## [Given passage]
^^^^^^^^^^^^^^^^

Warren Buffett gave her one piece of advice. She turned it into a licensing empire.
Kathy Ireland was 39 years old.
Kmart was her only retail partner. Her entire revenue stream.
Then they filed for bankruptcy. The largest retail bankruptcy in history.
She had 37 employees depending on her. Families counting on those paychecks.
Everyone said she was done.
“You started with socks. That was your mistake.”
“Models don’t build real businesses.”
“Just go back to what you know.”
She didn’t listen.
Here’s what Ireland knew that everyone else missed:
She hadn’t built her business on Kmart. She’d built it on trust with busy moms who needed quality and value.
One failed partner wasn’t the end of the brand.
So she went back to work.
Completely pivoted the business. Expanded beyond fashion into home furnishings.
Because Warren Buffett told her something smart: fashion changes constantly, but home products have stability.
She took that advice and ran.
Here’s the part most people don’t know.
Ireland wasn’t supposed to be a businesswoman at all.
She was a supermodel. 13 consecutive Sports Illustrated swimsuit issues. Three covers.
Her 1989 cover is still the best-selling SI swimsuit issue of all time.
But at 30, the modeling work dried up.
That’s when someone asked her to model socks.
Model them. Not own them.

^^^^^^^^^^^^^^^^

## [Excerpted data]
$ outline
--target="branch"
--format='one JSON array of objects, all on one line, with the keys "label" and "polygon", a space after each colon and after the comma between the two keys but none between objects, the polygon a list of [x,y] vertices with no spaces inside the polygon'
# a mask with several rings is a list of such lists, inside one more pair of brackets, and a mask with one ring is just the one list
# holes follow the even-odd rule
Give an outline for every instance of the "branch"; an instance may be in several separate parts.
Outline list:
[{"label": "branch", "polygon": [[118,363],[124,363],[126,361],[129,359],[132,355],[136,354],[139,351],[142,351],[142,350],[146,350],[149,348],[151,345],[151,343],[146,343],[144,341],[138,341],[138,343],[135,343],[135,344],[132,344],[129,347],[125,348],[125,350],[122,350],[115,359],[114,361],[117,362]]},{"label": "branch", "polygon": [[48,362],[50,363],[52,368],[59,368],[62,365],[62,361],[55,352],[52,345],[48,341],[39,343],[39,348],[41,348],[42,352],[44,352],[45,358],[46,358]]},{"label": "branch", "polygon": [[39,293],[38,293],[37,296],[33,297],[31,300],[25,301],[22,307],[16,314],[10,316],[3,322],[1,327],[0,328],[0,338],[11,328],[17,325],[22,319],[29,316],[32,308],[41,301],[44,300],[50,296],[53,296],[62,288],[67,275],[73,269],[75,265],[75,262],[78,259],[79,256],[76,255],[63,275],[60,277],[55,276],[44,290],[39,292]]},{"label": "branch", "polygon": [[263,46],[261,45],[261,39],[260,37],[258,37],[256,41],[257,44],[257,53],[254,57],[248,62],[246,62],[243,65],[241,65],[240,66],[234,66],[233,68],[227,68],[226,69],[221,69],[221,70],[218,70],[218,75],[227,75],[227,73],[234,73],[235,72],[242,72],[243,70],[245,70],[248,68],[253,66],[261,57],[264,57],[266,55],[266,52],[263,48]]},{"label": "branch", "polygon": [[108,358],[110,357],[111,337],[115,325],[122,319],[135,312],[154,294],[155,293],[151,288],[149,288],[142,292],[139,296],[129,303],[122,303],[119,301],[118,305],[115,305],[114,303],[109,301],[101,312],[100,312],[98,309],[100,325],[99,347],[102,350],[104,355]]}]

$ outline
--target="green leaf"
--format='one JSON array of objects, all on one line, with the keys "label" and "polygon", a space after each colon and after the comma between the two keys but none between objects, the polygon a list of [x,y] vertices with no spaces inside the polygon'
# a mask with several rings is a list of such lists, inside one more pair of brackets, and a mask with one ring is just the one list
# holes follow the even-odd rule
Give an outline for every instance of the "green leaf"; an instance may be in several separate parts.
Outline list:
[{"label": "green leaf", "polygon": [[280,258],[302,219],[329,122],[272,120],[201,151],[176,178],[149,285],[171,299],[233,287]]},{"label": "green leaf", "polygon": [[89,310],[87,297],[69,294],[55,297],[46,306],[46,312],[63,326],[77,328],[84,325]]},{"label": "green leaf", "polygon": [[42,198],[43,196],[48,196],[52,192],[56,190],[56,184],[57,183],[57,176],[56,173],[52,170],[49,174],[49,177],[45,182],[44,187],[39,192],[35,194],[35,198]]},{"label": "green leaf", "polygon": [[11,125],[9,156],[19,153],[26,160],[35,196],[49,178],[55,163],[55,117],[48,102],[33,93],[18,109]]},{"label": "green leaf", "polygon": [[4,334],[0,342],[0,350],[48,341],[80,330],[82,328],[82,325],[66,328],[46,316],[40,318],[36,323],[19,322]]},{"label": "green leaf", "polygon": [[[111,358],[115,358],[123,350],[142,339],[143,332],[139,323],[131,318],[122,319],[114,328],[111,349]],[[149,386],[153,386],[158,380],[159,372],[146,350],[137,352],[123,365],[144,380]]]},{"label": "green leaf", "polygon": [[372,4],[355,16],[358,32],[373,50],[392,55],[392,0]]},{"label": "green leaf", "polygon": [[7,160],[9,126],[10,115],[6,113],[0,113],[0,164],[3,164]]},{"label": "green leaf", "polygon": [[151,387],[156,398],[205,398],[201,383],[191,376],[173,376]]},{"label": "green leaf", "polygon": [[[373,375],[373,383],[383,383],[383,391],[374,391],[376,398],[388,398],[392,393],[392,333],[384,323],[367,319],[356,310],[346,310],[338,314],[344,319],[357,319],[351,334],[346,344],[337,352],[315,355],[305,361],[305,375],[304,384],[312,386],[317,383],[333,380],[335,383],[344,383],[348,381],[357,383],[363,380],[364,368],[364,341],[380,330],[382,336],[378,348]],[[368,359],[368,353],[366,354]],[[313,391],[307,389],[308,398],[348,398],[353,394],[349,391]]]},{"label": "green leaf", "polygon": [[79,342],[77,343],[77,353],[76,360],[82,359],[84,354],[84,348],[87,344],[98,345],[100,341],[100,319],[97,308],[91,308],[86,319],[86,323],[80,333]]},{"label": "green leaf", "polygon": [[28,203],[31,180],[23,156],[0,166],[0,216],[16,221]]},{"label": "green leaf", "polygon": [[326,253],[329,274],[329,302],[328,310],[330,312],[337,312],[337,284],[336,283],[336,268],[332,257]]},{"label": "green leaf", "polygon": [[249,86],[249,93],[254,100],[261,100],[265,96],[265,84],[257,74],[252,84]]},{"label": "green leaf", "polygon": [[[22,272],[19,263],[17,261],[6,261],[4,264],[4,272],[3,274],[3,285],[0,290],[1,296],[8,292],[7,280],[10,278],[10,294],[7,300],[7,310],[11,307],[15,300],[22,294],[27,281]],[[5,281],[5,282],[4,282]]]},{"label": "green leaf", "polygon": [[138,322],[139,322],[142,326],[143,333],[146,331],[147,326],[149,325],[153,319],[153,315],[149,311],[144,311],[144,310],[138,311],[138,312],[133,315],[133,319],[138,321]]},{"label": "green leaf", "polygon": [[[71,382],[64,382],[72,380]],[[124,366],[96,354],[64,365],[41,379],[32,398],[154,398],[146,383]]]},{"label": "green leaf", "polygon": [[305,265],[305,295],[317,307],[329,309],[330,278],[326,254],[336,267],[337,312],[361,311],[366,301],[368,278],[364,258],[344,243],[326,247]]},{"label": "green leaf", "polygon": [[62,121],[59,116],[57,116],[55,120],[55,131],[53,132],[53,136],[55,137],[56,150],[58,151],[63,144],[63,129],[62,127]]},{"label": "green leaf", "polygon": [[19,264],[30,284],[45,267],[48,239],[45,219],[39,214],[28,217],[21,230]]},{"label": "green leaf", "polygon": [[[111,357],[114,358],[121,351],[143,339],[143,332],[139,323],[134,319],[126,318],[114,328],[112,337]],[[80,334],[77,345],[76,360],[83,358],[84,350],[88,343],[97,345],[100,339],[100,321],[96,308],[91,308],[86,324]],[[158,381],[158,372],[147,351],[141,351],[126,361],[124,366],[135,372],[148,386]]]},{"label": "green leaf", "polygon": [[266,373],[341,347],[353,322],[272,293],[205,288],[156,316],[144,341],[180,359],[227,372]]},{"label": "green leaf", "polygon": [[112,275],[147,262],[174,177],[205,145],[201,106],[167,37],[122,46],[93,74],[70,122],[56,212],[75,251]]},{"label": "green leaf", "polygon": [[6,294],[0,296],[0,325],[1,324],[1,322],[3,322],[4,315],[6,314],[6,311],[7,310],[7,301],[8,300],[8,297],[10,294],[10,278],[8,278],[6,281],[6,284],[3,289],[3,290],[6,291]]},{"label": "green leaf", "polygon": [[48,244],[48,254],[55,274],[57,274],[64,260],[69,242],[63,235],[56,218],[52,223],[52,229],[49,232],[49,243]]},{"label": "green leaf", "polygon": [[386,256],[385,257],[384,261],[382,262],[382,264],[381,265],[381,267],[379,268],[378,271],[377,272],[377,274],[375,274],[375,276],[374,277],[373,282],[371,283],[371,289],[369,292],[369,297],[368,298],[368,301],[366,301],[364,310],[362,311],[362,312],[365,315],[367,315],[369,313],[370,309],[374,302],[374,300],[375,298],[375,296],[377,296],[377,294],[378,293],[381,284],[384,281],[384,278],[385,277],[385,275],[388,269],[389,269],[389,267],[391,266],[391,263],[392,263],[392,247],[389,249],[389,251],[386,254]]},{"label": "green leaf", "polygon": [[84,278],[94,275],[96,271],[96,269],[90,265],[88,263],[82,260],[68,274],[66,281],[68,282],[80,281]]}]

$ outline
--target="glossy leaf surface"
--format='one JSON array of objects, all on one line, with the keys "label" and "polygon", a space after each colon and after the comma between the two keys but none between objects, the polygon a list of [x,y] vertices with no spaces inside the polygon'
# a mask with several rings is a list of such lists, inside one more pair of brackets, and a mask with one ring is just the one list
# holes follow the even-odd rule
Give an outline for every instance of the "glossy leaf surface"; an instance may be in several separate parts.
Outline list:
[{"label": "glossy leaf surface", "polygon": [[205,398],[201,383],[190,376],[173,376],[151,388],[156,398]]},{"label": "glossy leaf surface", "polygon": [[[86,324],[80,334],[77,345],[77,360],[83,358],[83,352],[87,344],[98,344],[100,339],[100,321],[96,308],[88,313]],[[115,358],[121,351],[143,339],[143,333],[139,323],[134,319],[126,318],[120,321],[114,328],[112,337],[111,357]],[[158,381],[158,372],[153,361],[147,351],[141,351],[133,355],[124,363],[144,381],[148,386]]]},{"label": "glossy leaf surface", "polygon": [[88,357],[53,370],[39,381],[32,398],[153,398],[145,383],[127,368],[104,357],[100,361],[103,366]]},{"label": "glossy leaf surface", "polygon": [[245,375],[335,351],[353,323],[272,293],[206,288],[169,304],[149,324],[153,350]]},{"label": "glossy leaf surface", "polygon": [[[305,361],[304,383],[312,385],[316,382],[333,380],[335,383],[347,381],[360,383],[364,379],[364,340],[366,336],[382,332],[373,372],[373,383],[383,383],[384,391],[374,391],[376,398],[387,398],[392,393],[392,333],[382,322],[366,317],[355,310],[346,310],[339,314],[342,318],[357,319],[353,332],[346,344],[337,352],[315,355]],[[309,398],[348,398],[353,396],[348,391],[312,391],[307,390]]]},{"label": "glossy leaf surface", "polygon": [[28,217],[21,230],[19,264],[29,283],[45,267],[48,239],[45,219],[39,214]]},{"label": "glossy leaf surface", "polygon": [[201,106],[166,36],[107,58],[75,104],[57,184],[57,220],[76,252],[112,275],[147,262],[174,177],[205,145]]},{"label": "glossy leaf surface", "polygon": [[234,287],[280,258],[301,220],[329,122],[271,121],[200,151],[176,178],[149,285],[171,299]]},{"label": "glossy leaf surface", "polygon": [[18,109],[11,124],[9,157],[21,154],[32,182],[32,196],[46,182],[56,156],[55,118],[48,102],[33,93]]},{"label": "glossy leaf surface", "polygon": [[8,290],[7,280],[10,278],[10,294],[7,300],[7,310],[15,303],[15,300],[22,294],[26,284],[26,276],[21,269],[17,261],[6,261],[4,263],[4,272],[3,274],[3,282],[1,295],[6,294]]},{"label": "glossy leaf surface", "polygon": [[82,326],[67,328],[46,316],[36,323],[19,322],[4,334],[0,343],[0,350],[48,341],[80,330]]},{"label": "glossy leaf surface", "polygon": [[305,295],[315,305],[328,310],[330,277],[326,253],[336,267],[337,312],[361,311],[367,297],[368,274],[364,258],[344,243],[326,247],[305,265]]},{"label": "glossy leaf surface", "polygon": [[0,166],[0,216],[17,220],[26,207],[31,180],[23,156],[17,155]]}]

^^^^^^^^^^^^^^^^

## [Stated goal 1]
Extract, word for word, the stretch of the Kathy Ireland passage from "So she went" through "of all time.".
## [Stated goal 2]
Extend the Kathy Ireland passage beyond its final line.

## [Result 1]
So she went back to work.
Completely pivoted the business. Expanded beyond fashion into home furnishings.
Because Warren Buffett told her something smart: fashion changes constantly, but home products have stability.
She took that advice and ran.
Here’s the part most people don’t know.
Ireland wasn’t supposed to be a businesswoman at all.
She was a supermodel. 13 consecutive Sports Illustrated swimsuit issues. Three covers.
Her 1989 cover is still the best-selling SI swimsuit issue of all time.

## [Result 2]
Most people would have taken the gig. Made a few thousand dollars. Moved on.
Ireland made a different choice.
She went to John and Marilyn Moretz and said: I don’t want to model your socks. I want to partner with you and build a sock brand.
People laughed. Called it stupid.
“You can’t start a brand with socks. It’s never been done.”
She did it anyway.
Launched kathy ireland Worldwide in 1993.
Started with socks because they were the perfect litmus test.
If busy moms trusted her with something as basic as socks, they’d trust her with everything else.
She was right.
After surviving the Kmart bankruptcy, she kept expanding.
Home office furniture. Rugs. Crystal. Wedding dresses. Jewelry.
Elizabeth Taylor became her mentor. Taught her about design and giving back.
Ireland built relationships. Took feedback seriously. Listened to what women actually needed.
She never stopped.
Today, kathy ireland Worldwide licenses over 17,000 products.
In 2021 alone, the company generated retail sales of $3.1 billion.
Ranked as one of the top 20 most powerful licensed brands in the world.
Ireland’s personal net worth hit $420 million by 2015.
Forbes created a new term just for her: “Super Model turned Super Mogul.”
She’s considered the wealthiest former supermodel in the world.
All because a 30-year-old woman refused to just model socks when she could own the brand instead.
She turned a dying modeling career into a global empire.
She proved that reinvention isn’t just possible. It’s powerful.
What career are you treating like it’s over instead of the setup for your next chapter?
What opportunity are you taking the safe route on when you could own it instead?
Ireland started with socks because everyone said it was stupid.
She survived bankruptcy because she understood diversification and resilience.
She built a billion-dollar empire because she never let anyone put her in a box.
Not the people who said models can’t be moguls.
Not the bankruptcy that should have ended everything.
Not the critics who laughed at socks.
Stop listening to people who think your past defines your future.
Start thinking like Kathy Ireland.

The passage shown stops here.